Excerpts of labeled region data
+--

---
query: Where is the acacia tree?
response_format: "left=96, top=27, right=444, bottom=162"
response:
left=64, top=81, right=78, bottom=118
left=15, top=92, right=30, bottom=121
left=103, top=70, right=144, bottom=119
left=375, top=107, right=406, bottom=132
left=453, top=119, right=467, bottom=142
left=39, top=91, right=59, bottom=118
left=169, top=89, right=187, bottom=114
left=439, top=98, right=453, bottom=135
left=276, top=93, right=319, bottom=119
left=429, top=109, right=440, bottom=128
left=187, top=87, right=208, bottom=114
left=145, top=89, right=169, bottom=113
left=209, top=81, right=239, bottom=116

+--

*AIM OF THE TASK*
Copy the lines of the items above word for word.

*ANSWER TO THIS TASK*
---
query: Where is the acacia tree?
response_format: "left=96, top=27, right=444, bottom=162"
response:
left=64, top=81, right=78, bottom=118
left=15, top=92, right=30, bottom=121
left=103, top=70, right=144, bottom=119
left=375, top=107, right=406, bottom=132
left=453, top=119, right=467, bottom=142
left=39, top=91, right=59, bottom=118
left=169, top=89, right=187, bottom=114
left=439, top=98, right=453, bottom=135
left=276, top=93, right=319, bottom=119
left=429, top=109, right=440, bottom=128
left=187, top=87, right=208, bottom=114
left=145, top=89, right=169, bottom=113
left=209, top=81, right=239, bottom=116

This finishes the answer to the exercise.